WHAT IS NEEDED
Transcribe the seismic-preparation journal entry below from "Once the rope" to "gun cables ready.", keeping every word and punctuation mark unchanged.

TEXT EXCERPT
====

Today we would try to cross thing off our many lists. Good science is in the details and there were a pile of details that needed to be attended to. On the seismic side, final preparation of the cage and guns had to be done. Formalizing flight plans and waypoints for the seismic instruments was another priority. Finalizing the computer setups for data collection and analysis also had to be competed. Many times it seemed like one thing crossed off the list just meant two new things added on.

By 9:00 Matt was busy on the fantail starting to assemble the airlines for the guns. Eight 125-foot hoses would have to be cut, couplers attached and fed through the protective tube before days end. The first two boxes contained previously cut pieces. Each had to be unrolled back and forth across the fantail and measured. This was a difficult task because the fantail was full of obstacles. What seemed like a simple straightforward job took a couple of hours to complete.

Dale taught Russell, Matt and I how to attach the hose couplings. Sixteen couplings and thirty-two labels later and the hoses were done. We had to figure out how to get a rope through the sixty-foot protector tube so that we could use the rope to pull wires and hoses through. The initial plan was to hoist one end of the tube with a crane and use gravity to pull the rope down and though by attaching it to a heavy weight. We came up with an alternate plan. Using left over PVC pipe from the antenna stands, we fished the pipe down the tube while it laid flat on deck. By using pipe couplers and duct tape we were able to get the rope snaked through in no time.

Once the rope was though we could start pulling hoses. It was a three-man operation. One person was pulling the rope and the other two uncoiling the hoses. At this point we just had to get the gun cables ready.

Early in the afternoon Harm and indicated that tomorrow we would do a recon flight to get a better overview of the ice and plan for deployment of seventeen instruments for our first seismic survey. This was tentative on our arrival at our starting point this evening.

I had to cut a bunch of plate steel to for one of the Coast Guard techs to weld an attachment bracket to the top of the cage. It took most of the day for the piece to get fabricated, but it was on the cage ready for final welding in the morning.

====

GIVEN ENTRIES
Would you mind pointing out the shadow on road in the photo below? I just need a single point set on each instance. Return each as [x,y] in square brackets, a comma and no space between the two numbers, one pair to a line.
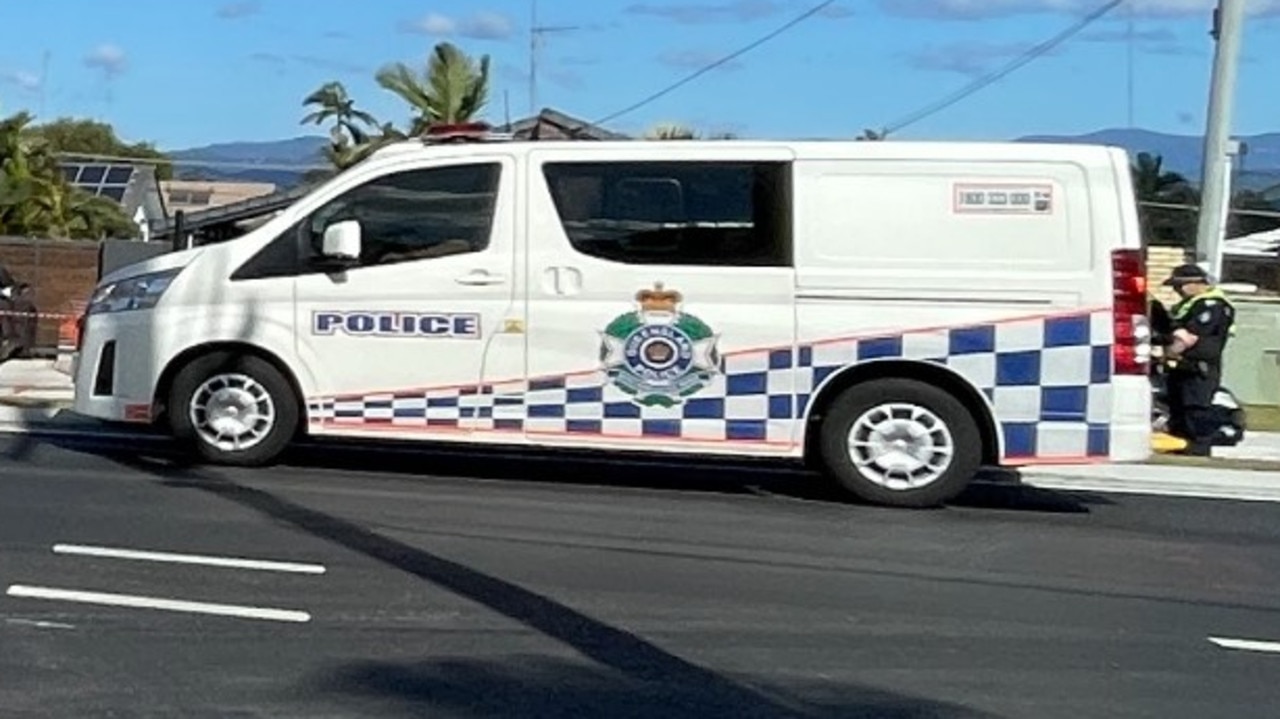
[544,687]
[997,489]
[634,677]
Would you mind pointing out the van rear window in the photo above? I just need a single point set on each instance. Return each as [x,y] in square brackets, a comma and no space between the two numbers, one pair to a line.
[663,213]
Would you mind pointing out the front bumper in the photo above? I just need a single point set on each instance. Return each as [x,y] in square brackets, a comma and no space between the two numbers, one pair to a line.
[115,369]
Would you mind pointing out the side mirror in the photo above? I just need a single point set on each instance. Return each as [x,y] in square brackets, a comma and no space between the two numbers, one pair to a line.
[342,242]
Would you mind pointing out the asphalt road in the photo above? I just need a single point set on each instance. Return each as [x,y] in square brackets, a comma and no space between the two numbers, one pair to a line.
[437,585]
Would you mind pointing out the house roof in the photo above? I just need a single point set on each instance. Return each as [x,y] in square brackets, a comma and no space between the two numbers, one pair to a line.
[234,211]
[132,187]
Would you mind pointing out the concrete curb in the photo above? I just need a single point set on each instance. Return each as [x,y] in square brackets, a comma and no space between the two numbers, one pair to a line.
[58,420]
[1201,482]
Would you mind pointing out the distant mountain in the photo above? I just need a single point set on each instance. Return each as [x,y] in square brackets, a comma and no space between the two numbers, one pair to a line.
[274,156]
[1183,154]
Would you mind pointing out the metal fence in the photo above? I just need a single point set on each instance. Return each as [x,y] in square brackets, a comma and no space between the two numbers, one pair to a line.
[60,275]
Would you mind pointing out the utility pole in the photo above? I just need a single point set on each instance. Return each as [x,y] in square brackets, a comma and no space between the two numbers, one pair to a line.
[1228,30]
[1130,40]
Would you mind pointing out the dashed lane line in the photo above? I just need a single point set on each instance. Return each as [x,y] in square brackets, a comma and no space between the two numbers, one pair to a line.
[167,557]
[136,601]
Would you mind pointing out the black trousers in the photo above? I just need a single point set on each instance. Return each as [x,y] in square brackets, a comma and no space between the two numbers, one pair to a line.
[1191,407]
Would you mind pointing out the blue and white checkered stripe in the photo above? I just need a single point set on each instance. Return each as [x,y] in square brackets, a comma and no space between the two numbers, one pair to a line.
[1048,380]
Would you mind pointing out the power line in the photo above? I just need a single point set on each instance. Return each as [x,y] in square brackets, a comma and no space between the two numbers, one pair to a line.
[991,78]
[723,60]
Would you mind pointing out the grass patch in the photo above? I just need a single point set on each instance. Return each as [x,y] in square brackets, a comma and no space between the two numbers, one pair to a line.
[1215,462]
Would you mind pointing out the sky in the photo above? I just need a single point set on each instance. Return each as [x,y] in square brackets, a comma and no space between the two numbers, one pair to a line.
[186,73]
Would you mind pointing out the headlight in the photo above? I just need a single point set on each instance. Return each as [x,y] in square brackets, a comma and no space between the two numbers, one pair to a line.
[140,292]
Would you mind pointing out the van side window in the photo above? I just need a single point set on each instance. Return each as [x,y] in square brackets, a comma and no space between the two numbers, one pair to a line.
[671,213]
[416,214]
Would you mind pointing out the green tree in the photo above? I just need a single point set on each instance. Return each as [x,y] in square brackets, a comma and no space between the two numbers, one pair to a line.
[332,101]
[1155,184]
[36,200]
[677,131]
[355,133]
[71,136]
[453,88]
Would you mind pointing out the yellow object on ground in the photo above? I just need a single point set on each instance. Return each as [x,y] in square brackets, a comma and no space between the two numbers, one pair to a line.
[1164,443]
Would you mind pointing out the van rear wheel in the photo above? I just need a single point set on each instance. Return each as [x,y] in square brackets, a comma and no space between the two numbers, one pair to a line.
[233,410]
[900,443]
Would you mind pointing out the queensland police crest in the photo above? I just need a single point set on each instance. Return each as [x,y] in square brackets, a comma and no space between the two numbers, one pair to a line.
[658,353]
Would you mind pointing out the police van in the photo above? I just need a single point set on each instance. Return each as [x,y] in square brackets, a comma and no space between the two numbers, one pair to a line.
[897,314]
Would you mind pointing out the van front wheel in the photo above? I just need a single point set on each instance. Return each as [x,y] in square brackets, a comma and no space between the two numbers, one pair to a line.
[901,443]
[233,410]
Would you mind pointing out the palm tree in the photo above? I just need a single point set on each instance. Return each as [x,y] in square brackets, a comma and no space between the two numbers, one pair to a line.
[333,101]
[671,131]
[36,200]
[455,88]
[353,134]
[1153,184]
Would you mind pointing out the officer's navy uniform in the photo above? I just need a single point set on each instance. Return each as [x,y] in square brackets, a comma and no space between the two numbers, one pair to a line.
[1196,376]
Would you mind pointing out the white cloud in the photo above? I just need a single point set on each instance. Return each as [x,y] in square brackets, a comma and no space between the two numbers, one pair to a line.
[108,58]
[22,78]
[983,9]
[480,26]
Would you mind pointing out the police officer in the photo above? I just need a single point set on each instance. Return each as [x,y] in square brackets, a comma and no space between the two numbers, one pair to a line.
[1202,323]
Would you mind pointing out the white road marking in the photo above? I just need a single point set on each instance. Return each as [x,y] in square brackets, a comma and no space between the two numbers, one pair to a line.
[39,624]
[231,562]
[1247,645]
[155,603]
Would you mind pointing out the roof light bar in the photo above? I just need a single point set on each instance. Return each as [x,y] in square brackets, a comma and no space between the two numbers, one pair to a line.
[462,132]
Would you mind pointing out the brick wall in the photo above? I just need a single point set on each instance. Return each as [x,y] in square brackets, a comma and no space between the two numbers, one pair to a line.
[60,271]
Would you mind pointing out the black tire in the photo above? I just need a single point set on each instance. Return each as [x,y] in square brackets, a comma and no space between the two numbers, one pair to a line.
[278,389]
[859,399]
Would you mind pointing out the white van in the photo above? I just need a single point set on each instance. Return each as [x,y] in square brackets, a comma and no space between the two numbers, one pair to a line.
[899,314]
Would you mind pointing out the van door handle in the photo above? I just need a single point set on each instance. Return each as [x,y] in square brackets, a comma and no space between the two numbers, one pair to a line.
[480,278]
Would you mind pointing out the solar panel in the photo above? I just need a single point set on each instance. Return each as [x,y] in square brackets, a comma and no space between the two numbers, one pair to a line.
[101,179]
[91,174]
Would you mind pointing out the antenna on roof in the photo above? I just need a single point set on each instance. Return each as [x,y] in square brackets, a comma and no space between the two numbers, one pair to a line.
[535,40]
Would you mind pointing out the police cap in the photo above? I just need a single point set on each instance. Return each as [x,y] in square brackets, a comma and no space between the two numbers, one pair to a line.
[1187,274]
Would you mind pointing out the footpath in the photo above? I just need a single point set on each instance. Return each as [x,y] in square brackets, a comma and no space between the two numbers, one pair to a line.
[36,398]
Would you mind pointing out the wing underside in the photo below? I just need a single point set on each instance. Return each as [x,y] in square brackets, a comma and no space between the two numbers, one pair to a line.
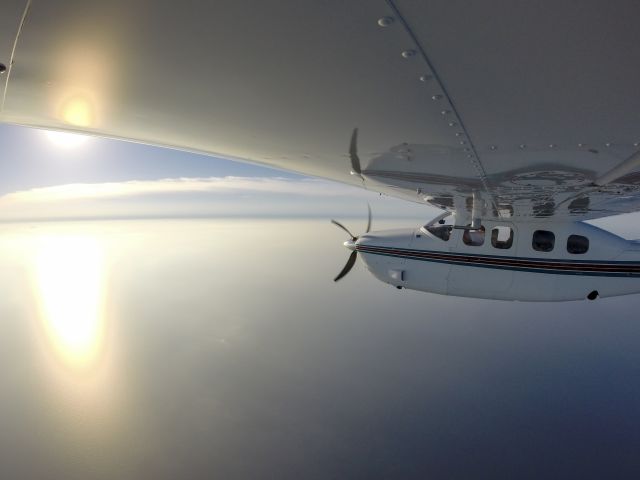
[525,104]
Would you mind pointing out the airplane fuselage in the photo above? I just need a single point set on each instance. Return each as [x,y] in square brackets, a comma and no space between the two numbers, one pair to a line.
[507,261]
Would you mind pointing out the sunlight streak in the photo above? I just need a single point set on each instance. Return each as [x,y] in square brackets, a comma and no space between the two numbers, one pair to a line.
[70,286]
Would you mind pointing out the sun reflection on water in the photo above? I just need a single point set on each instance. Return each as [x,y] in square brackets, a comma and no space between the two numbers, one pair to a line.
[70,287]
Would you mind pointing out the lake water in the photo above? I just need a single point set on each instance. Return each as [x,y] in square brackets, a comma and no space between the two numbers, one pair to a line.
[223,349]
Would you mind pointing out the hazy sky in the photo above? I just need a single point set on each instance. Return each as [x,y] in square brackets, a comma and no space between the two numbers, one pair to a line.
[48,177]
[222,348]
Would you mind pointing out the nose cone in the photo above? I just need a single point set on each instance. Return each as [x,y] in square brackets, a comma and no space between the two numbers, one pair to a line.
[350,244]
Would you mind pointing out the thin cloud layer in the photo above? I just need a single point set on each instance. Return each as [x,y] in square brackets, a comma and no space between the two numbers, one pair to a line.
[196,197]
[166,186]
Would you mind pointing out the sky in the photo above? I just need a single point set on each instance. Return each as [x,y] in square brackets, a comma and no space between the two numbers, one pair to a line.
[61,176]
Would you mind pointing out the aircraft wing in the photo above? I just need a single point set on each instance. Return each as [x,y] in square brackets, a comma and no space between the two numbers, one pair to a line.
[531,106]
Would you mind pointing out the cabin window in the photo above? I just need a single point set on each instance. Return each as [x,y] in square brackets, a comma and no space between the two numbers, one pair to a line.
[577,244]
[475,238]
[502,237]
[543,240]
[443,232]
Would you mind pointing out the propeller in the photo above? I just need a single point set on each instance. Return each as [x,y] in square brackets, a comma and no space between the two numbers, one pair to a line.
[351,243]
[353,154]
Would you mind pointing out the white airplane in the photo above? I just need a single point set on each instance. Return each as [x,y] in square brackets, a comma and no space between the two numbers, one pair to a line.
[519,120]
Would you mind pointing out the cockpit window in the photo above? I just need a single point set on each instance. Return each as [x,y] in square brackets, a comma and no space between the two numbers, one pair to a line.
[443,232]
[577,244]
[502,237]
[475,238]
[543,240]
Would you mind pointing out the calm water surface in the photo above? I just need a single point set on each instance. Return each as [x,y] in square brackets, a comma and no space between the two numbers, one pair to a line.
[222,349]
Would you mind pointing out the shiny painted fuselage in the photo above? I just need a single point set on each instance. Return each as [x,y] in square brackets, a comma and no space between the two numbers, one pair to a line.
[417,260]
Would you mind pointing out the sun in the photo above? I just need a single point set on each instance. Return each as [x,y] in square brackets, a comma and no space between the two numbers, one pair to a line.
[66,139]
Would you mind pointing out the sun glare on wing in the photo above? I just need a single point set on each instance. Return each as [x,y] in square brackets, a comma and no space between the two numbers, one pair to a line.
[70,287]
[66,139]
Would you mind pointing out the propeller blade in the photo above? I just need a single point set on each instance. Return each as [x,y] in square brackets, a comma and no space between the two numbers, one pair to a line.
[338,224]
[348,266]
[353,152]
[368,219]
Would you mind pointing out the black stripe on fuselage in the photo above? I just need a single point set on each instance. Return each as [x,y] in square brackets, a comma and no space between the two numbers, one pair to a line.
[564,267]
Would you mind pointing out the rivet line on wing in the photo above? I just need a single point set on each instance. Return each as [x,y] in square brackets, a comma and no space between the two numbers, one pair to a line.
[470,148]
[25,12]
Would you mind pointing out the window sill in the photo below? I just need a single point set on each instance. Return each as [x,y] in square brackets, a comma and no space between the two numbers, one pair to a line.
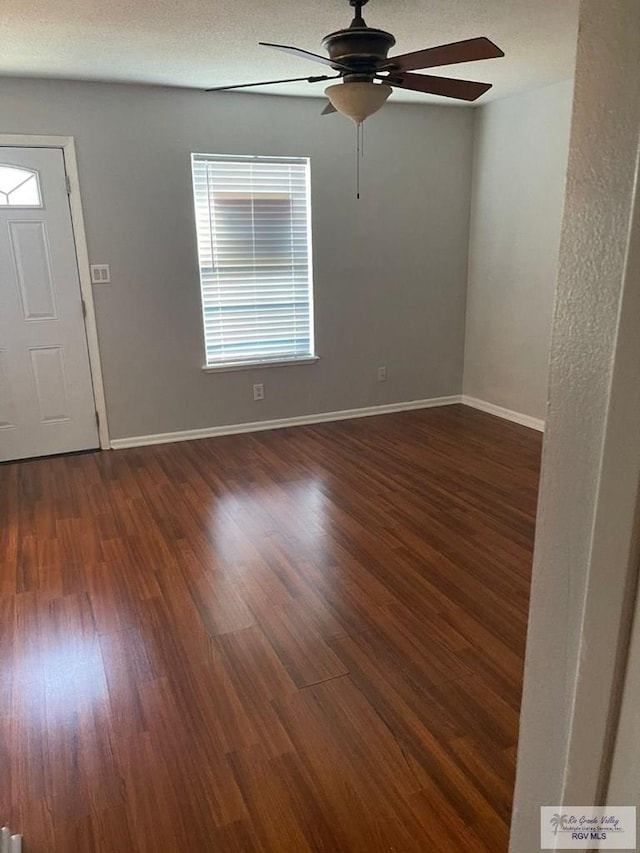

====

EXERCISE RESPONSE
Once the rope was though we could start pulling hoses. It was a three-man operation. One person was pulling the rope and the other two uncoiling the hoses. At this point we just had to get the gun cables ready.